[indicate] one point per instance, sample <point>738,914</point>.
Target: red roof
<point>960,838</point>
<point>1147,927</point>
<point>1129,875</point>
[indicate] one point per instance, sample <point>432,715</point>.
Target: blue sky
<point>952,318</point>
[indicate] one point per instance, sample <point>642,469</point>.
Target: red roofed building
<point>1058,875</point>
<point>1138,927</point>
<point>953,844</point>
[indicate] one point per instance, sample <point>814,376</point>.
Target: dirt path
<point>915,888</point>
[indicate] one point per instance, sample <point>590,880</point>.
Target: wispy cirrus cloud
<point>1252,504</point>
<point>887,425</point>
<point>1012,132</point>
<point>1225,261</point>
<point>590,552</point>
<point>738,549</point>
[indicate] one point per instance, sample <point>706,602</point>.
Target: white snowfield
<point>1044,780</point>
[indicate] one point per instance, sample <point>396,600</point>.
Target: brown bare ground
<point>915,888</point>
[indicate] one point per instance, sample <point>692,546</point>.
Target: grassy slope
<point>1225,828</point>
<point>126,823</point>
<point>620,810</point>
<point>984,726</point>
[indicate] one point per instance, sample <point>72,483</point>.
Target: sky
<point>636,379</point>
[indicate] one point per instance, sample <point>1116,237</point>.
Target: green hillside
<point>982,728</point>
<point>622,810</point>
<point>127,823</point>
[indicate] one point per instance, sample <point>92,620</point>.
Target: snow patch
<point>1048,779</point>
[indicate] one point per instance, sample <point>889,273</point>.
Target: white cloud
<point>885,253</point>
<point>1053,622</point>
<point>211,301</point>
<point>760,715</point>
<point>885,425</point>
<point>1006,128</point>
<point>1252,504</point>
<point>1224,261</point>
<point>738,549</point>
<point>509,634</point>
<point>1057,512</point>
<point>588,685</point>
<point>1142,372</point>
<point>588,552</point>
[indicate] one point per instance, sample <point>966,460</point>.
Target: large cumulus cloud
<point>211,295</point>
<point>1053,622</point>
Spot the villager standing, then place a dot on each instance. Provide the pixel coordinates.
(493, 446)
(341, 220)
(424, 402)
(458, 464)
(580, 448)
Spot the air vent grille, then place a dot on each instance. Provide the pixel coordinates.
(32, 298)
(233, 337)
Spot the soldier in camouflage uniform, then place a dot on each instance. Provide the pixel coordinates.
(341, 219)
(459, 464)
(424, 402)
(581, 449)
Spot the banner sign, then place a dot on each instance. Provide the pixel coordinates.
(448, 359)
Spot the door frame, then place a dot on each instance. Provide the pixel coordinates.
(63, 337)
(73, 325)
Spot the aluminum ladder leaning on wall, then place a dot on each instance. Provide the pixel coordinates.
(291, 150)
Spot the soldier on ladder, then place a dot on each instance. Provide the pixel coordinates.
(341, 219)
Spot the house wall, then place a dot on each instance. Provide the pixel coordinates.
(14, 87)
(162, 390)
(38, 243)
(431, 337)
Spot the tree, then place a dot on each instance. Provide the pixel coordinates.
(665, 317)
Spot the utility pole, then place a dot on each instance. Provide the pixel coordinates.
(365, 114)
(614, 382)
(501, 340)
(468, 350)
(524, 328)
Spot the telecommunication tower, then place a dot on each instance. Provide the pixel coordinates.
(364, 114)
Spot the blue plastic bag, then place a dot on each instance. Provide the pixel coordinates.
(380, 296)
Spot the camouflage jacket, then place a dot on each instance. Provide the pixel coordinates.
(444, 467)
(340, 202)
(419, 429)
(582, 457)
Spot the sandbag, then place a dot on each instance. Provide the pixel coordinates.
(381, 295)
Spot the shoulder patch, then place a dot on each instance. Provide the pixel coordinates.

☆ ☆ ☆ ☆ ☆ ☆ ☆

▶ What you should do
Reproduce every one of the lines above verbatim, with no changes.

▶ Answer for the task
[indicate] one point per instance, sample <point>738,914</point>.
Target: red roof
<point>960,838</point>
<point>1147,927</point>
<point>1129,875</point>
[indicate] one point per instance, sample <point>432,715</point>.
Target: blue sky
<point>952,318</point>
[indicate] one point per instance, sample <point>642,469</point>.
Target: red roofed building
<point>1058,875</point>
<point>1138,927</point>
<point>953,844</point>
[indicate] one point per instance, sample <point>814,376</point>.
Target: dirt path
<point>915,888</point>
[indicate] one point per instance, sample <point>590,880</point>.
Target: wispy cirrus cloud
<point>1252,504</point>
<point>887,425</point>
<point>1012,132</point>
<point>1225,261</point>
<point>590,552</point>
<point>738,549</point>
[indicate] one point per instance, sample <point>706,602</point>.
Target: white snowfield
<point>1044,780</point>
[indicate] one point per instance, sample <point>396,600</point>.
Target: brown bare ground
<point>915,888</point>
[indicate] one point per instance, sample <point>692,546</point>.
Target: grassy slope
<point>1225,828</point>
<point>126,823</point>
<point>620,810</point>
<point>984,726</point>
[indicate] one point per instance, sample <point>72,483</point>.
Target: sky
<point>636,379</point>
[indicate] one point per instance, sample <point>1116,237</point>.
Target: green hillside
<point>982,728</point>
<point>622,810</point>
<point>127,823</point>
[indicate] one point per instance, sample <point>92,620</point>.
Target: snow patch
<point>1048,779</point>
[indicate] one point per instance, sample <point>889,273</point>.
Target: white cloud
<point>885,253</point>
<point>1053,622</point>
<point>211,301</point>
<point>760,715</point>
<point>885,425</point>
<point>1006,128</point>
<point>1252,504</point>
<point>1224,261</point>
<point>738,549</point>
<point>509,634</point>
<point>1057,512</point>
<point>588,685</point>
<point>1142,372</point>
<point>588,552</point>
[indicate] one point per instance, sample <point>966,460</point>.
Target: large cumulus cloud
<point>211,295</point>
<point>1053,622</point>
Spot the villager standing, then place a dot on each instance. Provide the pixel coordinates.
(493, 446)
(341, 220)
(424, 402)
(458, 464)
(580, 448)
Spot the air vent grille, then place a dot on each instance. Provide the pixel coordinates.
(32, 298)
(233, 337)
Spot the soldier in camouflage uniform, then place a dot on each instance. Provide the pixel coordinates.
(341, 219)
(459, 464)
(424, 402)
(581, 449)
Spot the banner sign, then place a dot on each instance. Provide the pixel coordinates.
(448, 359)
Spot the door frame, then place a dot on each instance. Provide the pixel coordinates.
(63, 337)
(73, 325)
Spot the aluminum ladder leaning on wall, then place a dot on each instance. Provide the pixel coordinates.
(291, 150)
Spot the soldier on ladder, then place a dot on each instance. Provide the pixel coordinates.
(341, 219)
Spot the house wall, then place a dot on each instance. Provide the pixel coordinates.
(14, 87)
(162, 390)
(38, 243)
(431, 337)
Spot the tree, then place a dot on each instance. Provide the pixel coordinates.
(665, 317)
Spot the utility pole, then place a dot on each instance. Provide the pixel coordinates.
(365, 114)
(614, 382)
(501, 340)
(468, 350)
(524, 328)
Spot the telecommunication tower, then place a dot on each instance. Provide the pixel coordinates.
(364, 114)
Spot the blue plastic bag, then place a dot on each instance. Provide the pixel coordinates.
(380, 296)
Spot the camouflage jacket, then place a dot on each instance. Provide the pixel coordinates.
(444, 467)
(340, 202)
(419, 429)
(582, 457)
Spot the sandbag, then place a dot on each instance. Provide the pixel coordinates.
(381, 295)
Spot the shoulder patch, then place a dot on each instance. Provide the pixel coordinates.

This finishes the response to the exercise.